## Document section
+-------+
What does this have to do with witchcraft, you ask? Well, the kitchen seems to be turning into my Hearth. I got marching orders from Them about getting the house in order by Samhain, and the kitchen has been the focus of most of my efforts. I am now rather possessive of the countertops, somewhat retentive about dirty dishes actually going into the dishwasher and not just into the sink, and now consider sweeping inadequate for floor maintenance (think Shop-Vac).

Maybe it's all the cooking I've been doing recently. Maybe it's that the kitchen is where everyone's preferences and needs have to be taken into account and balanced on a daily basis. Maybe it's that cooking is still a little like alchemy for me (look, turning meat into food is turning lead into gold for an aesthetic vegetarian). But there is definitely something going on down there, and I can't wait to see where it takes me.

Now if you'll excuse me, I have to go soak some beans.

*I did, however, manage to produce baked goods like a fiend, including a Venus of Willendorf Cookie for  Cakes and Ale. Go figure.

Monday, October 3, 2011

Money and/or Clergy.

How do you know when you're being legitimately charged money in the magical world?

Some traditions forbid charging for rituals, workings, training, or initiations. Some expect payment for any or all of the above.

Having a general knowledge of the religion/system is probably a good first line of defense. Payment is usually expected for hoodoo workings, from what I understand (which is admittedly little). A psychic, card reader, or palm reader is someone who, regardless of their belief system, will almost always expect to be paid. Voudoun and Santeria require the initiate-to-be to pay for their initiations.

Why is this? I think there are two reasons. The Dropout Dilettante has some good ideas; see her recent post, Etiquette Lesson: Magic Is Not For Free (Sometimes). She likens paying for magical services like spellwork to being no different than paying doctors, lawyers, or other service providers, and I generally agree with her.

Where I disagree is when she compares asking your friends who do magic to do so for free to bitching at your friend instead of seeing a shrink. Magic-using people tend to know one another, and I can't imagine friends not reading the cards or runes for me any more than I can imagine not whipping up a charm bag for them. Hell, I've done handfastings for free because the people involved were friends-who-are-family (and these were not "read-from-a-prewritten ceremony" handfastings, folks - these were customized within an inch of their lives). On the other hand, these people came to my house and checked some dodgy wiring, taught me to cook some vegan specialties, and did other things for me and mine. Maybe the difference is that I do these things for free for people with whom I have a give-and-take relationship in the first place.
+-------+
## Set of tasks
1) From the witchcraft blog text, list the four things that some traditions forbid charging for.
2) Continue the witchcraft blog text after its final sentence.

## Given entries
+-------+
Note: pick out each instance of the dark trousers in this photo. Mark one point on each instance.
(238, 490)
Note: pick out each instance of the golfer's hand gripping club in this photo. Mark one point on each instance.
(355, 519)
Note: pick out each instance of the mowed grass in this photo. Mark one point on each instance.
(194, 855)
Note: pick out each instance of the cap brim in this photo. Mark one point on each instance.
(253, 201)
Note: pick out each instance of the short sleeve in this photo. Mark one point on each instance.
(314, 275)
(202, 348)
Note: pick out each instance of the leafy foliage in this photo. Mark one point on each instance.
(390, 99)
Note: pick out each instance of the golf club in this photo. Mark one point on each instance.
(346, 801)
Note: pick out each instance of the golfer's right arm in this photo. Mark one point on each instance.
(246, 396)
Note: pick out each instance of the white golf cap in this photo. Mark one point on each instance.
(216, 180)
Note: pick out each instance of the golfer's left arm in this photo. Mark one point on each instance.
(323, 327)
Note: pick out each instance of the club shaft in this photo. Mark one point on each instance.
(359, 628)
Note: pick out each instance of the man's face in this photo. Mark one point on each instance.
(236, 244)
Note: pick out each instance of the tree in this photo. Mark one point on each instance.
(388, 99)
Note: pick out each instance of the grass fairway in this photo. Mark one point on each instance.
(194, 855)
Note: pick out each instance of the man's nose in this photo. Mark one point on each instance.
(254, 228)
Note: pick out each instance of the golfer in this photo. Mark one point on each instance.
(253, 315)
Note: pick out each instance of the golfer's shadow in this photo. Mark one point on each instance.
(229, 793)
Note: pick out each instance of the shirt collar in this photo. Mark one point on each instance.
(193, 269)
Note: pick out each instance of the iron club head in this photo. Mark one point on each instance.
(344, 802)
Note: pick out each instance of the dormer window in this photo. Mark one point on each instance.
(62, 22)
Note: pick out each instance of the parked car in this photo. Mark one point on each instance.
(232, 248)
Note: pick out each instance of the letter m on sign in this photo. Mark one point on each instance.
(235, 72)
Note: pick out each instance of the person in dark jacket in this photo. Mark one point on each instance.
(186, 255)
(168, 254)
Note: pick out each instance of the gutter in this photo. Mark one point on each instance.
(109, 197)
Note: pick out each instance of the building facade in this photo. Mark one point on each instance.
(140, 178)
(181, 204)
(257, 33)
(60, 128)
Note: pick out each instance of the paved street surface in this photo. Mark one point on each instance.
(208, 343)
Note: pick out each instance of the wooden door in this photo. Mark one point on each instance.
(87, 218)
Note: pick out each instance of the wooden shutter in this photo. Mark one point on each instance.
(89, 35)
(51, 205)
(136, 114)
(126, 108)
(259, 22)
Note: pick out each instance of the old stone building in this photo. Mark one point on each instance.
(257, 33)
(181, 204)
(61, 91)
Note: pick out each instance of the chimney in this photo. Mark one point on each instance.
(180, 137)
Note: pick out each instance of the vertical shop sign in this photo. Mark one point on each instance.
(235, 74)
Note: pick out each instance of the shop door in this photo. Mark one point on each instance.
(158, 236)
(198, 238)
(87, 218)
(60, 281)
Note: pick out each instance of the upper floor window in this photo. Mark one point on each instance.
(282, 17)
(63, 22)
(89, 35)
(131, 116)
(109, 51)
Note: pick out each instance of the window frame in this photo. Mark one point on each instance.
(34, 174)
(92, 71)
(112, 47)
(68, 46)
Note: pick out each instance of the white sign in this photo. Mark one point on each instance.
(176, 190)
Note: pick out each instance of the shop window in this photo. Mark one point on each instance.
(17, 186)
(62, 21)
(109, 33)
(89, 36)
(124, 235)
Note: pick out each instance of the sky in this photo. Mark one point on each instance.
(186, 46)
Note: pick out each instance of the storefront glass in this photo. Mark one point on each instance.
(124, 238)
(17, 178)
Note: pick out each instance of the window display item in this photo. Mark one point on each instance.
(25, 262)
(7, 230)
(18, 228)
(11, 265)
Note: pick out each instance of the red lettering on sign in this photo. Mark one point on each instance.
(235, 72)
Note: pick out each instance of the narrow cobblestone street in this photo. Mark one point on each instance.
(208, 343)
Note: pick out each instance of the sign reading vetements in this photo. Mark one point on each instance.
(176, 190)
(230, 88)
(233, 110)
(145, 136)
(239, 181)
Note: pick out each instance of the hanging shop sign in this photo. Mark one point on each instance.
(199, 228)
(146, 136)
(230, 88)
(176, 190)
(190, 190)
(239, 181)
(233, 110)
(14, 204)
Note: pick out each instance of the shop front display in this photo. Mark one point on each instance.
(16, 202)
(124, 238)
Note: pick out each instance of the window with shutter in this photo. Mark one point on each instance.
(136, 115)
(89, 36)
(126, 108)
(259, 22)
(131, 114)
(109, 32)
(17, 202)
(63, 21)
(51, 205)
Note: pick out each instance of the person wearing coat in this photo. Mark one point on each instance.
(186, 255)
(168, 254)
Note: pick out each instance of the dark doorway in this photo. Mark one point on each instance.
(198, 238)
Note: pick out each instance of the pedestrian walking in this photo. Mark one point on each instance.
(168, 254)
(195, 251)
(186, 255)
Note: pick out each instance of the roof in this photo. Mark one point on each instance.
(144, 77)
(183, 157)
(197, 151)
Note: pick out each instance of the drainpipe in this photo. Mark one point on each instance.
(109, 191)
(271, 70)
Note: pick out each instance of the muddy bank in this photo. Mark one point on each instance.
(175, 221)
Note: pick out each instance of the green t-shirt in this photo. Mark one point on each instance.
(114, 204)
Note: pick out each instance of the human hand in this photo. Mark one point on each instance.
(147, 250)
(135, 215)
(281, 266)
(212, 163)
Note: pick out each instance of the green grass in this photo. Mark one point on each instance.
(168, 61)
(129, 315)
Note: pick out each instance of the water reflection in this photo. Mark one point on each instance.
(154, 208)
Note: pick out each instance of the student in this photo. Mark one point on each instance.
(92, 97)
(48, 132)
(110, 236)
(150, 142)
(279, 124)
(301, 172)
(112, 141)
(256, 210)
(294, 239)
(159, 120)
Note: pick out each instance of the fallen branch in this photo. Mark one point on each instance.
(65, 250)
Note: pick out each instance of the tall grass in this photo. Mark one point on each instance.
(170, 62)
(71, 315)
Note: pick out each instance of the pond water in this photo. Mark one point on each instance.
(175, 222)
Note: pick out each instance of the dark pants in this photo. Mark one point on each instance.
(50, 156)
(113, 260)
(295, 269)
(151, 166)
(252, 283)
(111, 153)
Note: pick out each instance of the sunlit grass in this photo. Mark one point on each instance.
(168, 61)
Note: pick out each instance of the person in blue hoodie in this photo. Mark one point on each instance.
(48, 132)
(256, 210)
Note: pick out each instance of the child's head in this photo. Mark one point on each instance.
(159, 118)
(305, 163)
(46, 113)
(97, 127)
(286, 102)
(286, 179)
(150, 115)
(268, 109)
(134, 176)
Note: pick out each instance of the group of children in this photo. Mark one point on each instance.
+-------+
## Responses to the exercise
1) Rituals, workings, training, and initiations.

2)
I don't charge for my training circles; my tradition forbids me to do so. Even if it didn't, I'd still do it for free because I'm not professional clergy, and that's where the big difference lies for me. Traditions that charge for spellwork or initiations tend to be those where the clergy are professionals - this is what they do, 24/7, 365. If they didn't charge money, they wouldn't eat or have a home. Their communities are supporting them in the same way a Catholic priest or Unitarian minister is supported so that they can do the type of work that a clergyperson of this sort is expected to do.

Now, I did say "tend to" up there, and I know some of you are thinking, "Well, what about people who do spellwork for others, but still have a day job/trust fund/etc?" I'd take those on a case-by-case basis. Is someone charging an exorbitant fee? Do they have a sliding scale? Do their patrons need to come back frequently, spending even more money each time? Do other practitioners in the area seem to charge similar fees for similar services? Is this usual in their tradition, and do they even have one?

In magic, I think we should approach the question of money from the viewpoint of "buyer be aware."

Sunday, September 25, 2011

Witchery! And Some Tasty Little Muffins.

I went to a discussion group about an actual Book O' Witchery today; just me, my notebook, the book under discussion, and a bunch of maps (in case I got lost, because while I do not get lost int he woods, I can get bamboozled while driving in a trice).

It was excellent, and I can't wait to go back next week.

I forgot how nice it is to talk about this stuff with my peers (OK, maybe not "peers" exactly, because I think these lovely folks are more than a little bit ahead of me); it's mostly been new folk for the past year or so. I didn't have to explain anything! I didn't have to convince anyone that it is highly unlikely that they were actually talking to [insert mythological critter here]! Nobody was trying to tell me shit that was provably false!

I really needed this - new perspectives, new people, and getting inspired to start doing some actual witchcraft again. I've been focusing on my training group, among other things, to the point of neglecting my own practice.

It's going to be a witchy fall.

Sunday, September 18, 2011

A Sense of Calm.

A book about snake-handling Christians is the impetus for today's post.

See, this journalist goes off to cover a possible murder amongst snake-handlers in Salvation At Sand Mountain, and winds up handling snakes with them. He says, at one point, that he doesn't like, as a journalist, to put too much of himself in a story. And yet a lot of the book seems to be about his longing to discover his roots, his ambivalence about the snake-handlers, and general spiritual navel-gazing. I liked it, but I kept thinking, this would have been so much better if Wade Davis had written it.

That would be Wade Davis of The Serpent and the Rainbow, which is about Mr. Davis going to Haiti to find out what chemicals make zombies in the hope of discovering a safer form of anesthesia and winding up an initiate.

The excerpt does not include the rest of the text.